▶ TO BE DONE: Produce an exact copy of the lines from the line containing "Could you please point out the gold" through the last line of the listing below, both ends included, and nothing else.

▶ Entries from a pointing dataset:

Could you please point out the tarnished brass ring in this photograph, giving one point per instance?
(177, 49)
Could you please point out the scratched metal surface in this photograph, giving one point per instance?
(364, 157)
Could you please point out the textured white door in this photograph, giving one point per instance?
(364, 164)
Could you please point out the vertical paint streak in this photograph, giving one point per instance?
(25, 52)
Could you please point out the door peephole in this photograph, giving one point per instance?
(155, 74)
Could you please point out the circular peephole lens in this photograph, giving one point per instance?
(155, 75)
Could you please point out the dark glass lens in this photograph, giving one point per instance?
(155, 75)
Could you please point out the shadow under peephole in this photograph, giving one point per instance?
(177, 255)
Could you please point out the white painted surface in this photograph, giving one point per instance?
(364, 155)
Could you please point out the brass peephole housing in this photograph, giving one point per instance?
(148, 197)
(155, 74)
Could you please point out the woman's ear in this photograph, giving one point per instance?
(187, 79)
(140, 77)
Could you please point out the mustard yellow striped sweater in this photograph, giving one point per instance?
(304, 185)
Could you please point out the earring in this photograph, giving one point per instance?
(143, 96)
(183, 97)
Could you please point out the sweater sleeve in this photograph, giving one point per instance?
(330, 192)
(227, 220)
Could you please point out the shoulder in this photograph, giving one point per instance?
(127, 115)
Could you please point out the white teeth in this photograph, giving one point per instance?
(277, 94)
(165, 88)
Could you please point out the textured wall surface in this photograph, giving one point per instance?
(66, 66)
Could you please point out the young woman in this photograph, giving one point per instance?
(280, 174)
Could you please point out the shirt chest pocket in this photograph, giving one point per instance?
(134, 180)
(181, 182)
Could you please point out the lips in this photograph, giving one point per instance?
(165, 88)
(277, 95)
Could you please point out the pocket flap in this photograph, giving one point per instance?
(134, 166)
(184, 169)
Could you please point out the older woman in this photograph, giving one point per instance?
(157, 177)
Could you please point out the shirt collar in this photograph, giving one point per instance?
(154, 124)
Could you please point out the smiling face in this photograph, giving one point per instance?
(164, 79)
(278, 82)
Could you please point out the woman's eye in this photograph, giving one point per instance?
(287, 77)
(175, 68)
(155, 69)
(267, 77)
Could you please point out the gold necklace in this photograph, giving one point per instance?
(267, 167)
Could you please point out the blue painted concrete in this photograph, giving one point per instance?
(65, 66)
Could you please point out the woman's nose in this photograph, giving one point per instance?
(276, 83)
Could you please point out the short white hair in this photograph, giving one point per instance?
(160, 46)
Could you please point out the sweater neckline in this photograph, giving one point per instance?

▶ THE REPLY:
Could you please point out the gold necklace in this photograph, giving one point per instance?
(267, 167)
Could you please point out the blue painted concrete in this photograph, giving one point per instance?
(65, 66)
Could you please point out the woman's nose in this photograph, giving one point per instance?
(276, 83)
Could you please point out the short white hair in this photograph, giving one point per instance?
(160, 46)
Could you please point out the sweater neckline in this photograph, giving one point per instance?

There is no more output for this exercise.